DATA LISTING
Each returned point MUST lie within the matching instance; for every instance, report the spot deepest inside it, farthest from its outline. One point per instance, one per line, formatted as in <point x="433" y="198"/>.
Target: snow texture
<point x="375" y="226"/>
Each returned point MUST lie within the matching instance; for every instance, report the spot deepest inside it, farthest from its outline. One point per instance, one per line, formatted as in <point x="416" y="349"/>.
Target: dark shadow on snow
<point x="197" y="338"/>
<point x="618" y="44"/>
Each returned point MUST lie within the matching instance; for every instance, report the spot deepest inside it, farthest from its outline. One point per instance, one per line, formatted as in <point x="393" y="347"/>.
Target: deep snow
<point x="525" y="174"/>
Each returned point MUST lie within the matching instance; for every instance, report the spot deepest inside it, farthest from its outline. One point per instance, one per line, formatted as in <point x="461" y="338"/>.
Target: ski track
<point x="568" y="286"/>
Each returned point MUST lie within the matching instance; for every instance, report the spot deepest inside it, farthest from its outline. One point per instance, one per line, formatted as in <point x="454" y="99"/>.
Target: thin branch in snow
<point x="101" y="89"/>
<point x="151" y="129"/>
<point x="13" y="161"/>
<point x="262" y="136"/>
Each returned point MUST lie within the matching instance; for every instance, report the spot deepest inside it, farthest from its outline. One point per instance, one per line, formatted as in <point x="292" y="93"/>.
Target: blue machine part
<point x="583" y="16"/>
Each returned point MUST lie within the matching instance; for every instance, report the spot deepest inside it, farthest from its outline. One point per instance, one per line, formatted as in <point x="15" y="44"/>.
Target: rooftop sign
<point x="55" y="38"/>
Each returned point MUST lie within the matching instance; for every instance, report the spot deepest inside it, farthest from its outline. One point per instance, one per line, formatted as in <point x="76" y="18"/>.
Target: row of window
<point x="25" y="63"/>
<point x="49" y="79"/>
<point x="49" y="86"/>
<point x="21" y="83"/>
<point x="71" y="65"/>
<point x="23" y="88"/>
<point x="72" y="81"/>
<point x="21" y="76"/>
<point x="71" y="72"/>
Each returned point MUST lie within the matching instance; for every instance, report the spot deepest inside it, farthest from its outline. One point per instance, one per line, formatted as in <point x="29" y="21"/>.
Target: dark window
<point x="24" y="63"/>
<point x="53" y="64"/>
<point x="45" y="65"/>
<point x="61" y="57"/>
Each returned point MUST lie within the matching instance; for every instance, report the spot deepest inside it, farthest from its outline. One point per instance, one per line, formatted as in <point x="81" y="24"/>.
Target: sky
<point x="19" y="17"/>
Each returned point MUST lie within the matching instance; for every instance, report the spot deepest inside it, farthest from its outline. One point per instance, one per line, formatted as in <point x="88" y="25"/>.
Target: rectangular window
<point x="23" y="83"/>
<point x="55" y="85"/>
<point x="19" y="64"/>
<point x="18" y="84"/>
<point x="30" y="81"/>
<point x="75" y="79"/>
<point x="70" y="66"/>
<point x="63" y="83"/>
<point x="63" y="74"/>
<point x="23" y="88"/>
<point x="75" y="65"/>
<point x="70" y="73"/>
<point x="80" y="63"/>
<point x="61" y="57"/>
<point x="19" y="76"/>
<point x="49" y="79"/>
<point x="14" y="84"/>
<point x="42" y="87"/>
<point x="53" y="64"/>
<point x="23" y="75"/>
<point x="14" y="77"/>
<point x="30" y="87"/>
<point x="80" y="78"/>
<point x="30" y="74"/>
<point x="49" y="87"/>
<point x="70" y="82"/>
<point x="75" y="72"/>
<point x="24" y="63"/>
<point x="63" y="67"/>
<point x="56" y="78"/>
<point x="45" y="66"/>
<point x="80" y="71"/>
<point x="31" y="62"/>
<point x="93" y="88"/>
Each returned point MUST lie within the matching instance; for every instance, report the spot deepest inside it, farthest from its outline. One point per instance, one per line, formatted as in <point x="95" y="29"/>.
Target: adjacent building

ACTIVITY
In the answer, every line above should be retyped exactly.

EXERCISE OUTPUT
Each returned point MUST lie within the matching instance; for every instance, report the spot deepest inside it, farthest from its outline. One point per instance, one per line, formatted as in <point x="433" y="198"/>.
Target: snow texture
<point x="375" y="226"/>
Each returned point MUST lie within the matching instance; for every instance, report the spot deepest inside it, farthest from its outline. One point per instance, one per line, formatted as in <point x="416" y="349"/>.
Target: dark shadow on snow
<point x="197" y="338"/>
<point x="618" y="44"/>
Each returned point MUST lie within the matching instance; for every instance, report the spot deepest inside it, farthest from its outline. One point per instance, one per line, formatted as in <point x="393" y="347"/>.
Target: deep snow
<point x="525" y="174"/>
Each returned point MUST lie within the matching instance; for every instance, report the spot deepest inside it, farthest from its outline. One point per instance, one per line, formatted as in <point x="461" y="338"/>.
Target: ski track
<point x="568" y="286"/>
Each returned point MUST lie within the matching instance; for every instance, report the spot deepest inside it, farthest from its outline. One point per instance, one per line, formatted as in <point x="454" y="99"/>.
Target: thin branch in snow
<point x="101" y="89"/>
<point x="151" y="129"/>
<point x="13" y="161"/>
<point x="262" y="136"/>
Each returned point MUST lie within the matching instance; for every instance, report the spot deepest inside it, farthest from its outline. One point per instance, one per line, formatted as in <point x="292" y="93"/>.
Target: blue machine part
<point x="583" y="16"/>
Each returned point MUST lie within the matching instance; for every instance, report the spot deepest inside it, farthest from its outline. One point per instance, one per line, formatted as in <point x="15" y="44"/>.
Target: rooftop sign
<point x="55" y="38"/>
Each returned point MUST lie within the matching instance; for every instance, report the spot deepest inside it, farthest from its outline. One point per instance, one per line, formatted as in <point x="76" y="18"/>.
Target: row of window
<point x="25" y="63"/>
<point x="49" y="79"/>
<point x="49" y="86"/>
<point x="21" y="83"/>
<point x="71" y="65"/>
<point x="23" y="88"/>
<point x="72" y="81"/>
<point x="21" y="76"/>
<point x="71" y="72"/>
Each returned point MUST lie within the matching instance; for every instance, report the spot deepest inside it, farthest from its outline. One point per instance, one per line, formatted as in <point x="29" y="21"/>.
Target: dark window
<point x="24" y="63"/>
<point x="53" y="64"/>
<point x="45" y="65"/>
<point x="61" y="57"/>
Each returned point MUST lie within the matching instance; for every instance, report the spot deepest inside it, farthest from its outline. One point per instance, one per line, formatted as in <point x="81" y="24"/>.
Target: sky
<point x="19" y="17"/>
Each returned point MUST lie within the matching instance; for every instance, report the spot deepest inside it, farthest from its outline. One point per instance, one per line, formatted as in <point x="88" y="25"/>.
Target: rectangular window
<point x="23" y="83"/>
<point x="55" y="85"/>
<point x="19" y="64"/>
<point x="18" y="84"/>
<point x="30" y="81"/>
<point x="75" y="79"/>
<point x="70" y="66"/>
<point x="63" y="83"/>
<point x="63" y="74"/>
<point x="23" y="88"/>
<point x="75" y="65"/>
<point x="70" y="73"/>
<point x="80" y="63"/>
<point x="61" y="57"/>
<point x="19" y="76"/>
<point x="49" y="79"/>
<point x="14" y="84"/>
<point x="42" y="87"/>
<point x="53" y="64"/>
<point x="23" y="75"/>
<point x="14" y="77"/>
<point x="30" y="87"/>
<point x="80" y="78"/>
<point x="30" y="74"/>
<point x="49" y="87"/>
<point x="70" y="82"/>
<point x="75" y="72"/>
<point x="24" y="63"/>
<point x="63" y="67"/>
<point x="56" y="78"/>
<point x="45" y="66"/>
<point x="80" y="71"/>
<point x="31" y="62"/>
<point x="93" y="88"/>
Each returned point MUST lie within the matching instance; for every instance, report the spot deepest inside it, farthest from its outline. One point per instance, one per line, formatted as in <point x="95" y="29"/>.
Target: adjacent building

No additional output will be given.